Records drawn from a data source:

########

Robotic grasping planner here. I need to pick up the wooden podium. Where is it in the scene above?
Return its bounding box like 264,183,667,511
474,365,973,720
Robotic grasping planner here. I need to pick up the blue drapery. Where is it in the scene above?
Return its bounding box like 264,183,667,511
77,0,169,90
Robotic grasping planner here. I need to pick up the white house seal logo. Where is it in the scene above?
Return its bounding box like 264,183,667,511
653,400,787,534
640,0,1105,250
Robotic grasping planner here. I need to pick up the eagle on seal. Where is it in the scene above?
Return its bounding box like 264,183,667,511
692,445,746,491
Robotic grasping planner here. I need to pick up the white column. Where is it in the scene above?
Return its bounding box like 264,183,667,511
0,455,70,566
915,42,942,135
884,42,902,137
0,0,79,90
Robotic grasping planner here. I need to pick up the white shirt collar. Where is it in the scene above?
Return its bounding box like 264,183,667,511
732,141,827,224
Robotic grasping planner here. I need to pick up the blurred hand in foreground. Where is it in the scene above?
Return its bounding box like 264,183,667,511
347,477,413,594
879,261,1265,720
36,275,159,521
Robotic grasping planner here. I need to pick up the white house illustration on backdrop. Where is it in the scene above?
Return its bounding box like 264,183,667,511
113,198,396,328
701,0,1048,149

########

### Written problem
Reproduce the listing above line for line, with no changes to wording, numbers, or order.

### Written answer
Robotic grasping planner here. I need to pick up the wooden podium. Where is it in the scene above?
Return its bounding box like 264,183,667,511
474,365,973,720
Robotic grasping planner here. I need to pick up the blue drapery. Where is it in the scene above?
Return its bounding box like 264,183,667,511
77,0,169,90
Robotic grasping planner here. I need to pick up the white house seal logo. Where is it in the scene above?
Return its bounding box like 264,183,667,511
653,400,787,534
640,0,1105,250
Robotic grasping planner here. I need to pick up the eagle on seal. Where is it in the scene above?
Return its bounding box like 264,183,667,511
692,445,746,491
Robotic grasping planner here. I need to pick up the white column. Where is it in the scene above?
Return its bounding box like 264,183,667,511
0,455,70,566
915,42,942,135
884,42,902,137
0,0,79,90
Robotic grasping planner here. I need to pick up the white shirt collar. Where is it in the scene above?
Return its bounding box like 264,183,667,511
732,141,827,224
Robotic grasping planner here. I need to pick up the blurred hand in foreground. Where is it in the scene above?
Return its bounding box like 264,183,667,511
347,477,413,594
879,261,1265,720
36,275,159,521
Robotic grasping planner here. I need to pick up the white house illustration on backdrop. Where is it in the scene above?
Return its bounding box like 264,183,667,511
113,198,396,328
701,0,1048,149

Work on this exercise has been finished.